(Dataset entries)
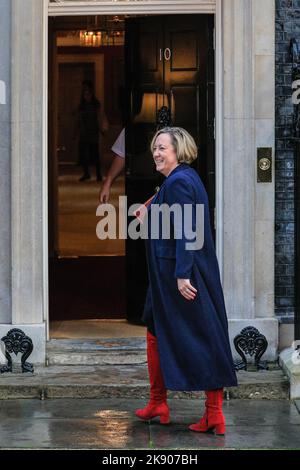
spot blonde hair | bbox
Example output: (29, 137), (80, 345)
(150, 127), (198, 164)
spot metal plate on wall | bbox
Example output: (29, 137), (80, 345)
(257, 147), (272, 183)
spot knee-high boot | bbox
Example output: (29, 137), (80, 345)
(189, 389), (225, 435)
(135, 330), (170, 424)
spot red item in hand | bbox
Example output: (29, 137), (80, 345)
(133, 194), (156, 223)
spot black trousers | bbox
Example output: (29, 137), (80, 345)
(79, 141), (101, 179)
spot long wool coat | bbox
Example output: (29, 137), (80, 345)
(142, 163), (238, 391)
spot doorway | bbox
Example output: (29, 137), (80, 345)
(125, 14), (215, 322)
(48, 16), (126, 332)
(48, 13), (215, 334)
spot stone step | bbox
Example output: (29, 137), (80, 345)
(46, 338), (147, 366)
(0, 363), (289, 400)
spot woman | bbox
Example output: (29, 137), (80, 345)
(135, 127), (237, 435)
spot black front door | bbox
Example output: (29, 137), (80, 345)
(125, 14), (215, 323)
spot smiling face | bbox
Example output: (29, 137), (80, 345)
(152, 133), (179, 177)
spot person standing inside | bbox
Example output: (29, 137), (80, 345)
(135, 127), (237, 435)
(78, 81), (103, 182)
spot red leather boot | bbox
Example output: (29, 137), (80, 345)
(135, 330), (170, 424)
(189, 389), (225, 435)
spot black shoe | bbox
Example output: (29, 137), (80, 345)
(79, 174), (91, 181)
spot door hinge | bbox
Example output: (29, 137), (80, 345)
(214, 207), (216, 230)
(213, 27), (216, 50)
(214, 117), (216, 140)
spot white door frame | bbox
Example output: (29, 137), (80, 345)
(43, 0), (223, 338)
(48, 0), (216, 15)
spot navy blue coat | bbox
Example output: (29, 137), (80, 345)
(142, 163), (237, 391)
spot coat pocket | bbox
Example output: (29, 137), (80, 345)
(155, 243), (176, 259)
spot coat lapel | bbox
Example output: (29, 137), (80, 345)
(149, 163), (190, 208)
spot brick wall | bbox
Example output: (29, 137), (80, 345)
(275, 0), (298, 322)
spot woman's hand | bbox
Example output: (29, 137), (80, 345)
(177, 279), (197, 301)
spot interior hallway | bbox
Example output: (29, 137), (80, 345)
(58, 165), (125, 257)
(49, 164), (126, 321)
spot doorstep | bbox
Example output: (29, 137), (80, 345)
(0, 338), (290, 400)
(0, 365), (289, 400)
(46, 338), (147, 366)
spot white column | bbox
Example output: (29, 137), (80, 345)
(11, 0), (45, 325)
(253, 0), (275, 319)
(222, 0), (256, 320)
(0, 0), (11, 324)
(221, 0), (277, 360)
(9, 0), (46, 362)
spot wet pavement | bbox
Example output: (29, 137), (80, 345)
(0, 398), (300, 450)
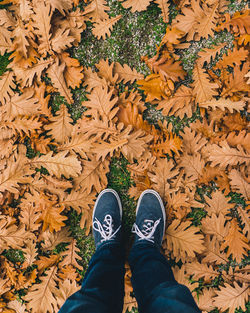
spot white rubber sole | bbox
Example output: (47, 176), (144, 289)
(136, 189), (166, 238)
(92, 188), (123, 222)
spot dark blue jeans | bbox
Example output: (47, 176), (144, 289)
(59, 243), (200, 313)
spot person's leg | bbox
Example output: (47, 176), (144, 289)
(59, 189), (125, 313)
(129, 243), (200, 313)
(59, 243), (125, 313)
(128, 189), (200, 313)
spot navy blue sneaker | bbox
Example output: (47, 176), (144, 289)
(92, 188), (122, 249)
(132, 189), (166, 249)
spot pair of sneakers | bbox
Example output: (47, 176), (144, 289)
(92, 189), (166, 250)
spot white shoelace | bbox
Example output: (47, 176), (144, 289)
(132, 218), (161, 243)
(93, 214), (121, 243)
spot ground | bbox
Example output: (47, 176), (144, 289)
(0, 1), (249, 312)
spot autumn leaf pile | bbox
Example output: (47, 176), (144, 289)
(0, 0), (249, 312)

→ THE TASK:
The word "coat" may appear in lines of the entries. State how many lines hold it, as a number alone.

→ ANSWER SECTION:
4